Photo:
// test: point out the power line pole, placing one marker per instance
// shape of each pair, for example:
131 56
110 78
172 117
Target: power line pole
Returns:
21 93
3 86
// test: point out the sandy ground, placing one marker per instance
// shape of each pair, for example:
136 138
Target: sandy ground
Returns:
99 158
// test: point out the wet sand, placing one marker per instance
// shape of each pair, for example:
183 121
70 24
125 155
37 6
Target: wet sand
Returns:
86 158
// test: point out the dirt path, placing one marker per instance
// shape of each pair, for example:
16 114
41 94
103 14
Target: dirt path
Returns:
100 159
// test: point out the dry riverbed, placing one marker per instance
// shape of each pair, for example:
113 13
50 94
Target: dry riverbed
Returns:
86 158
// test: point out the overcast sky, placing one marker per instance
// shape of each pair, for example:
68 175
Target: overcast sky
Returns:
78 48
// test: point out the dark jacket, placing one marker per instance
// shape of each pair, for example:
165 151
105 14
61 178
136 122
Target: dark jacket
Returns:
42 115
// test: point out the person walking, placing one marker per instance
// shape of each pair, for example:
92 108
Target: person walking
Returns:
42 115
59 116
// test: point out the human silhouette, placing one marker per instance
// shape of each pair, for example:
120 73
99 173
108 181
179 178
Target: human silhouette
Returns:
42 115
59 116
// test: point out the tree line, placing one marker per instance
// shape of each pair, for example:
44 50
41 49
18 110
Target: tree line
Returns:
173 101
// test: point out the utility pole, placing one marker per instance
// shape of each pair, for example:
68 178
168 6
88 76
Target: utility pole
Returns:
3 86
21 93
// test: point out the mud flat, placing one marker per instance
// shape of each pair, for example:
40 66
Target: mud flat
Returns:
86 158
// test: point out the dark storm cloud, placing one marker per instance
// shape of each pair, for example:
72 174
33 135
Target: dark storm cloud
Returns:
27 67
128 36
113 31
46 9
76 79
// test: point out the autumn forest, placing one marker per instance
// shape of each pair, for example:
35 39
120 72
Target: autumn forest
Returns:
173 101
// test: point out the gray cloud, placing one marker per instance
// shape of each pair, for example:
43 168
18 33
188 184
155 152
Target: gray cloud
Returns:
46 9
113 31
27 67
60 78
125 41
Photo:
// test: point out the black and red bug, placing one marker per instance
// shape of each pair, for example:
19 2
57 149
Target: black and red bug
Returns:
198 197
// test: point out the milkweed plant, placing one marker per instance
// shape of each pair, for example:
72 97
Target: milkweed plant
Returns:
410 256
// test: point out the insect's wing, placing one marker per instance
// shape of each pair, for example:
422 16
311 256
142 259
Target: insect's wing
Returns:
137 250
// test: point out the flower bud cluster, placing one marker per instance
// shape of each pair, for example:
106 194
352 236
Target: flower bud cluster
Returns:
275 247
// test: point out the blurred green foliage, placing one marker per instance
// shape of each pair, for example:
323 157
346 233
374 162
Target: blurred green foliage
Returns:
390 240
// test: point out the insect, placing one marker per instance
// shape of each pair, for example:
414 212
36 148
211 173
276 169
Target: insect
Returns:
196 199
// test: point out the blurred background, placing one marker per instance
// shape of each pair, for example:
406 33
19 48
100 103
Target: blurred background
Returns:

**PROBLEM DETAILS**
Repeat the whole listing exactly, with no omissions.

**RESULT OF THIS TASK**
Photo:
// test: point out the power line pole, placing one marker per instance
// shape of each pair, for example:
131 56
110 78
172 117
Target: power line pole
Returns:
21 93
3 86
// test: point out the sandy ground, placing one marker per instance
// shape of each pair, for example:
136 138
Target: sandy ground
Returns:
99 158
// test: point out the wet sand, placing one marker per instance
// shape of each pair, for example:
183 121
70 24
125 155
37 6
Target: wet sand
Returns:
86 158
// test: point out the dirt path, placing one marker per instance
// shape of each pair, for example:
16 114
41 94
103 14
Target: dirt path
Returns:
100 159
// test: point out the dry riverbed, placing one marker per instance
// shape of each pair, for example:
113 13
50 94
Target: dry riverbed
Returns:
86 158
// test: point out the overcast sky, placing one marker per instance
// shape of each pair, for example:
68 175
Target: overcast sky
Returns:
78 48
// test: point out the dark jacket, placing one marker per instance
// shape of each pair, for example:
165 151
105 14
61 178
136 122
Target: dark jacket
Returns:
42 115
// test: point out the person walking, placing one marker per instance
// shape of each pair, for example:
92 108
Target: person walking
Returns:
42 115
59 116
// test: point out the human silhouette, placing one marker per instance
// shape of each pair, for example:
120 73
99 173
108 181
179 178
Target: human silhouette
Returns:
42 115
59 116
// test: point out the tree line, placing one marker per instance
// shape of each pair, for example:
44 50
41 49
18 110
Target: tree line
Returns:
173 101
// test: point out the utility pole, placing one marker per instance
// shape of each pair, for example:
68 178
168 6
88 76
Target: utility pole
Returns:
3 86
21 93
// test: point out the mud flat, placing one marker per instance
// shape of each pair, for example:
40 66
Target: mud flat
Returns:
86 158
// test: point out the dark storm cloud, placing one marker per instance
// shape of each pair, for example:
72 174
33 135
Target: dark storm cloud
Returns:
27 67
128 36
113 31
46 9
76 79
// test: point out the autumn forest, placing one marker per instance
// shape of each pair, for example:
35 39
120 72
Target: autumn forest
Returns:
173 101
// test: point out the gray cloud, placing one marker per instance
// shape of each pair, for example:
43 168
18 33
188 184
155 152
Target: gray cloud
Returns:
46 9
113 31
27 67
60 78
125 41
Photo:
// test: point out the black and red bug, placing one marker per instance
// shape of each pair, for example:
19 2
57 149
Target: black and red bug
Returns:
198 197
// test: point out the milkweed plant, placing one marker per instance
// shape of each pair, for example:
72 97
Target: milkweed plant
Returns:
410 256
// test: point out the insect's wing, placing one marker per instance
// shape of each pair, for example:
422 16
311 256
142 259
Target: insect's wing
Returns:
137 250
// test: point out the flower bud cluster, placing one marker per instance
// shape of each pair, for example:
106 194
352 236
Target: flower bud cluster
Returns:
275 247
// test: point out the blurred green foliage, placing one marker per instance
// shape of each pair, for example:
323 157
346 233
374 162
Target: blurred green foliage
Returns:
390 240
// test: point out the insect, placing one marker per instance
// shape of each pair, for example:
414 212
36 148
211 173
276 169
Target: insect
Returns:
196 199
// test: point out the blurred background, placing one marker per instance
// shape of each pair, for example:
406 33
19 48
100 103
Target: blurred background
Returns:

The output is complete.